Work instructions ▸ Copy all the records exactly; the complete set is the expected result.

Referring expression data

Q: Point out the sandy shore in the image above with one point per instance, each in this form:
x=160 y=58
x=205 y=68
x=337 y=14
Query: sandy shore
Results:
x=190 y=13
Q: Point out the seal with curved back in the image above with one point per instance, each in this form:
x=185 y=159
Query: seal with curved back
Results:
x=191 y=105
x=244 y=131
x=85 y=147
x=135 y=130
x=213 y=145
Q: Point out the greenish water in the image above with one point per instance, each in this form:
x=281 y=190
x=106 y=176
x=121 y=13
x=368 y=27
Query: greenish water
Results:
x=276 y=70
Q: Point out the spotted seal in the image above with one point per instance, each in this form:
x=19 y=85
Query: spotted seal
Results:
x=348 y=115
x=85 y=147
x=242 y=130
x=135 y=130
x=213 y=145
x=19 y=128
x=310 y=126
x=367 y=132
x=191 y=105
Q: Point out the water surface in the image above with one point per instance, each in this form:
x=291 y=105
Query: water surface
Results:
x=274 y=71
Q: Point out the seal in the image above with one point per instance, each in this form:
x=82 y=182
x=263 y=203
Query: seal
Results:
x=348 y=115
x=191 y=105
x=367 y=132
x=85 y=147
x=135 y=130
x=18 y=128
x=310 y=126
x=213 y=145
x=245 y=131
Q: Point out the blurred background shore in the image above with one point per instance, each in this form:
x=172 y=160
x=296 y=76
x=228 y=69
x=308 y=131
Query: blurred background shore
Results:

Output of the exercise ▸
Q: Point out the sandy shore in the image above with one point per instance, each in this form:
x=160 y=58
x=205 y=68
x=337 y=14
Query: sandy shore
Results:
x=190 y=13
Q: Point out the seal with curved back in the image above with one point per instance, each in this form:
x=185 y=159
Query: seal with curved back
Results:
x=191 y=105
x=244 y=131
x=85 y=147
x=135 y=130
x=213 y=145
Q: Point out the greenish water in the image above with one point per instance, each in this form:
x=281 y=190
x=106 y=176
x=121 y=13
x=368 y=27
Query: greenish water
Results:
x=276 y=70
Q: Point out the spotted seal in the image above with one point per instance, each in this form:
x=19 y=85
Query: spotted seal
Results:
x=348 y=115
x=85 y=147
x=242 y=130
x=135 y=130
x=213 y=145
x=19 y=128
x=310 y=126
x=367 y=132
x=191 y=105
Q: Point out the water surface in the image above with one point per instance, each in this form:
x=291 y=105
Query: water surface
Results:
x=274 y=71
Q: Point out the seal in the image above with one point per instance, each in this form:
x=82 y=182
x=263 y=203
Query: seal
Results:
x=348 y=115
x=191 y=105
x=367 y=132
x=85 y=147
x=135 y=130
x=18 y=128
x=310 y=126
x=213 y=145
x=245 y=131
Q: Point out the blurred background shore in the image above with one point per instance, each in this form:
x=172 y=160
x=296 y=76
x=228 y=69
x=308 y=131
Query: blurred background shore
Results:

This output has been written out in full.